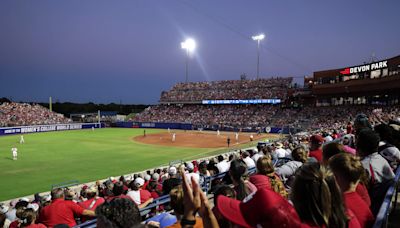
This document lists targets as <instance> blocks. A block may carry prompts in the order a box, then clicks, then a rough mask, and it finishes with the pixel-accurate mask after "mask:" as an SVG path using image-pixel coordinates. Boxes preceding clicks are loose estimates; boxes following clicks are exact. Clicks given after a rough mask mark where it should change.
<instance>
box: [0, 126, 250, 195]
mask: <svg viewBox="0 0 400 228" xmlns="http://www.w3.org/2000/svg"><path fill="white" fill-rule="evenodd" d="M161 131H164V130H157V129H154V130H152V129H146V133H147V134H151V133H158V132H161ZM142 134H143V129H128V128H106V129H96V130H94V131H92V130H73V131H59V132H46V133H36V134H26V135H24V139H25V144H19V139H20V136H19V135H12V136H4V137H0V201H3V200H8V199H12V198H17V197H22V196H25V195H30V194H34V193H37V192H39V193H40V192H45V191H49V190H50V189H51V186H52V185H53V184H58V183H61V182H66V181H71V180H77V181H79V182H80V183H86V182H90V181H95V180H99V179H105V178H107V177H110V176H120V175H123V174H128V173H133V172H136V171H142V170H145V169H149V168H153V167H157V166H161V165H166V164H168V162H170V161H172V160H179V159H182V160H187V159H193V158H200V157H206V156H209V155H214V154H217V153H222V152H224V151H227V149H222V150H221V149H215V148H213V149H204V148H182V147H165V146H157V145H147V144H142V143H139V142H136V141H133V139H132V138H133V137H135V136H137V135H142ZM13 146H16V147H17V148H18V160H17V161H13V160H12V156H11V148H12V147H13ZM246 146H248V145H246Z"/></svg>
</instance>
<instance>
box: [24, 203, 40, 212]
mask: <svg viewBox="0 0 400 228" xmlns="http://www.w3.org/2000/svg"><path fill="white" fill-rule="evenodd" d="M26 208H30V209H32V210H33V211H38V210H39V205H38V204H37V203H30V204H28V206H27V207H26Z"/></svg>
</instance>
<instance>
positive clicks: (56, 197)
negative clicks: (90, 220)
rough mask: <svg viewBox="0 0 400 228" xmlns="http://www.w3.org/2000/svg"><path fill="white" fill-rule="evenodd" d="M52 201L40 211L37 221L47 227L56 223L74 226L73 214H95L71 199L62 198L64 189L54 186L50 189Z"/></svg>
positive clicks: (74, 216) (51, 225)
mask: <svg viewBox="0 0 400 228" xmlns="http://www.w3.org/2000/svg"><path fill="white" fill-rule="evenodd" d="M51 199H52V202H51V204H50V205H48V206H46V207H44V208H43V209H42V211H41V212H40V216H39V221H40V222H41V223H43V224H44V225H46V226H47V227H53V226H55V225H57V224H68V225H69V226H71V227H72V226H75V225H76V222H75V219H74V218H75V216H76V217H79V216H82V215H86V216H95V213H94V211H91V210H86V209H83V208H82V207H80V206H79V205H77V204H76V203H74V202H72V201H67V200H64V190H63V189H62V188H56V189H53V190H52V191H51Z"/></svg>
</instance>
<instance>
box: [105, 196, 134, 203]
mask: <svg viewBox="0 0 400 228" xmlns="http://www.w3.org/2000/svg"><path fill="white" fill-rule="evenodd" d="M106 199H107V202H110V201H111V200H113V199H129V200H131V201H132V202H133V200H132V198H131V197H129V196H127V195H119V196H110V197H107V198H106Z"/></svg>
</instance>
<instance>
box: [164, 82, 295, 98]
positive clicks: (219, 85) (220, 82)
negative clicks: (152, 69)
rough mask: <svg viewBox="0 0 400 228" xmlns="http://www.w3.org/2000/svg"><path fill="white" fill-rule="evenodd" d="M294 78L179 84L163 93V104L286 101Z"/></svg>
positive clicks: (189, 82) (197, 82) (178, 83)
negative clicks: (278, 100) (287, 95)
mask: <svg viewBox="0 0 400 228" xmlns="http://www.w3.org/2000/svg"><path fill="white" fill-rule="evenodd" d="M292 80H293V78H268V79H264V78H261V79H255V80H247V79H244V80H224V81H212V82H189V83H178V84H176V85H174V86H173V87H172V88H171V90H169V91H163V92H162V93H161V98H160V101H161V102H185V101H201V100H225V99H269V98H280V99H285V98H286V96H287V90H288V88H289V86H290V85H291V83H292Z"/></svg>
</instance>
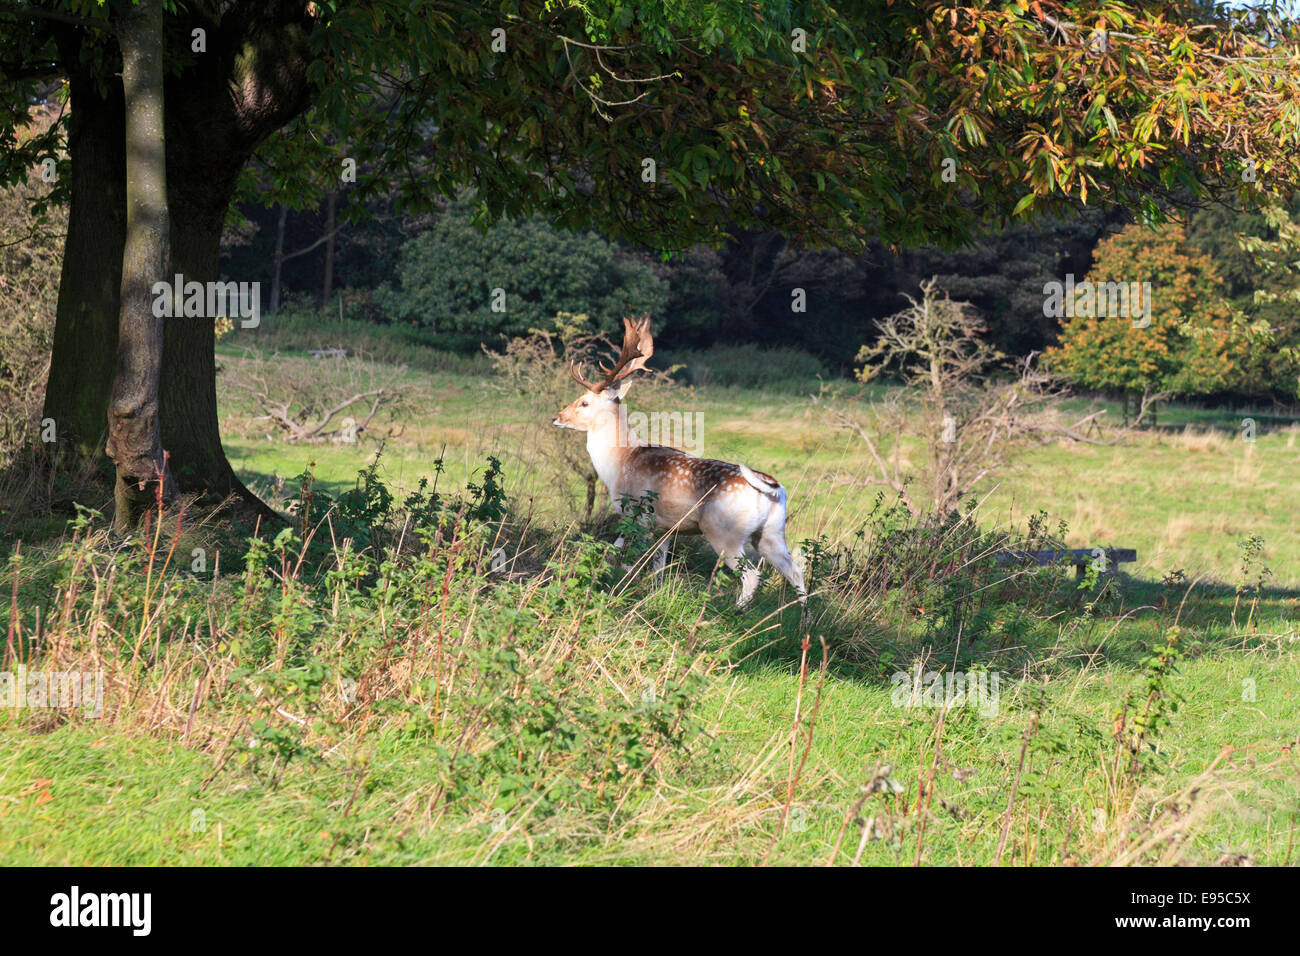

* * * * *

- [TASK REQUIREMENTS] The copy should hold every entry above word for word and none of the pictures.

- [ANSWER SPACE]
This document lists targets as <instance> blocks. A block may carry prompts in the order a box, then clicks, then a rough mask, and it finishes with the pixel-accurate mask after "mask:" as an SVG path using image-pixel coordinates. Boxes preceding clicks are loose estimates; boxes following clicks are exact. Clicks given after a rough mask mark where it should change.
<instance>
box: [0, 126, 250, 195]
mask: <svg viewBox="0 0 400 228" xmlns="http://www.w3.org/2000/svg"><path fill="white" fill-rule="evenodd" d="M161 131H164V130H157V129H154V130H152V129H146V133H147V134H151V133H158V132H161ZM142 134H143V129H128V128H106V129H96V130H94V131H92V130H73V131H59V132H46V133H36V134H26V135H24V139H25V144H19V139H20V136H19V135H12V136H4V137H0V201H3V200H8V199H12V198H17V197H22V196H25V195H30V194H34V193H37V192H39V193H40V192H45V191H49V190H50V189H51V186H52V185H53V184H58V183H61V182H66V181H71V180H77V181H79V182H80V183H86V182H90V181H95V180H99V179H105V178H107V177H110V176H120V175H123V174H128V173H133V172H136V171H142V170H145V169H149V168H153V167H157V166H161V165H166V164H168V162H170V161H172V160H179V159H182V160H187V159H193V158H200V157H206V156H209V155H214V154H217V153H222V152H224V151H227V149H222V150H221V149H215V148H213V149H204V148H182V147H165V146H157V145H147V144H142V143H139V142H136V141H133V139H132V138H133V137H135V136H137V135H142ZM13 146H16V147H17V148H18V160H17V161H13V160H12V156H11V148H12V147H13ZM246 146H248V145H246Z"/></svg>
</instance>
<instance>
box: [24, 203, 40, 212]
mask: <svg viewBox="0 0 400 228" xmlns="http://www.w3.org/2000/svg"><path fill="white" fill-rule="evenodd" d="M26 208H30V209H32V210H33V211H38V210H39V205H38V204H37V203H30V204H28V206H27V207H26Z"/></svg>
</instance>
<instance>
positive clicks: (56, 197)
negative clicks: (90, 220)
rough mask: <svg viewBox="0 0 400 228" xmlns="http://www.w3.org/2000/svg"><path fill="white" fill-rule="evenodd" d="M52 201L40 211L37 221L47 227L56 223L74 226L73 214H95L71 199L62 198L64 189L54 186L50 189Z"/></svg>
positive clicks: (74, 216) (51, 225)
mask: <svg viewBox="0 0 400 228" xmlns="http://www.w3.org/2000/svg"><path fill="white" fill-rule="evenodd" d="M51 199H52V202H51V204H50V205H48V206H46V207H44V208H43V209H42V211H41V212H40V216H39V221H40V222H41V223H43V224H44V225H46V226H47V227H53V226H55V225H57V224H68V225H69V226H71V227H72V226H75V225H76V222H75V219H74V218H75V216H76V217H79V216H82V215H86V216H95V213H94V211H91V210H86V209H83V208H82V207H80V206H79V205H77V204H76V203H74V202H72V201H67V200H64V190H63V189H62V188H56V189H53V190H52V191H51Z"/></svg>
</instance>
<instance>
box: [105, 196, 134, 203]
mask: <svg viewBox="0 0 400 228" xmlns="http://www.w3.org/2000/svg"><path fill="white" fill-rule="evenodd" d="M106 199H107V202H110V201H111V200H113V199H129V200H131V201H132V202H133V200H132V198H131V197H129V196H127V195H119V196H110V197H107V198H106Z"/></svg>
</instance>
<instance>
box: [164, 82, 295, 98]
positive clicks: (219, 85) (220, 82)
negative clicks: (152, 69)
rough mask: <svg viewBox="0 0 400 228" xmlns="http://www.w3.org/2000/svg"><path fill="white" fill-rule="evenodd" d="M294 78L179 84L163 93V104L286 101Z"/></svg>
positive clicks: (189, 82) (197, 82) (178, 83)
negative clicks: (278, 100) (287, 95)
mask: <svg viewBox="0 0 400 228" xmlns="http://www.w3.org/2000/svg"><path fill="white" fill-rule="evenodd" d="M292 80H293V78H268V79H264V78H261V79H255V80H247V79H244V80H224V81H212V82H189V83H178V84H176V85H174V86H173V87H172V88H171V90H169V91H163V92H162V93H161V98H160V101H161V102H185V101H201V100H225V99H269V98H280V99H285V98H286V96H287V90H288V88H289V86H290V85H291V83H292Z"/></svg>
</instance>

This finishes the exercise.